(Text excerpt)
Michael Ashcroft QC and Oliver Caplin, instructed by Ince & Co LLP, for Sea Powerful II, the owners of The “Zagora”

The other parties, SCIT Services Ltd, SCIT Trading Ltd and Xiamen C&D Minerals Co Ltd were not represented



The discharge port agent acted on behalf of the person named in the letter of indemnity as the person to whom delivery of the cargo was to be made. Thus, the shipowners were entitled to the protection under a letter of indemnity. The same would have been the case if the owners had an honest belief that the discharge port agent was acting on behalf of the person named in the letter of indemnity, where that was not in fact the case.

This note has been contributed by Pak Hei Li, LLB(Hons), PCLL (University of Hong Kong).


On 21 October 2013, SCIT Trading Ltd (“SCIT Trading”) agreed to sell some iron ore (“Cargo”) to Xiamen C&D Minerals Co Ltd (“Xiamen”) on CFR terms. The contract of sale provided that the discharge port agent would be appointed by the buyer, Xiamen. On 6 November 2013, Xiamen sold the cargo to Cheongfuli Co Ltd (“Cheongfuli”), which was a company associated with Xiamen and the business of which was to collect payments under letters of credit. Cheongfuli, on 28 November 2013, sold the Cargo to Shanxi Haixin International Iron and Steel Co Ltd (“Shanxi Haixin”). This contract of sale also provided that the discharge port agent would be appointed by the buyer, Shanxi Haixin. In short, SCIT was the head seller and Shanxi Haixin the ultimate buyer.

SCIT Trading had a contract of affreightment with SCIT Services, which assumed responsibility for transportation of cargoes sold by SCIT Trading. On 19 November 2013, SCIT Services concluded a voyage charterparty with Oldendorff Carriers for the Cargo to be shipped from Koolan Island in Western Australia to the People’s Republic of China. The charterparty provided that the agents at the discharge port would be “Charterers’ agents” and that the owners/master would agree to discharge the Cargo against a letter of indemnity (in the event that an original bill of lading was unavailable).

Oldendorff Carriers had a long-term agreement with Oldendorff (Plaintiff) which agreed to provide tonnage to the former. On 3 December 2013, Oldendorff concluded a time charter trip on the NYPE form with the owners of Zagora (“Vessel”). The charterparty provided that the vessel would discharge the Cargo only if it received a faxed copy of the letter of indemnity issued by the charterers.

On 16 December 2013, Shanxi Haixin informed Xiamen that Lanshan was the discharge port and stated that the shipping agent was Rizhao Sea-Road Shipping Agency Co Ltd (“Sea-Road”). The nomination of discharge port and shipping agent was passed up the chain to SCIT Trading, SCIT Services, Oldendorff Carriers and then the owners.

(Recorded data)
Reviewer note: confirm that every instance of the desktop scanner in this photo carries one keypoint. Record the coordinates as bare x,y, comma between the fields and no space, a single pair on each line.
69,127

(The request) Which calendar dates appear in the case note about the Zagora, listed in the order they occur?

(Result of the exercise)
21 October 2013
6 November 2013
28 November 2013
19 November 2013
3 December 2013
16 December 2013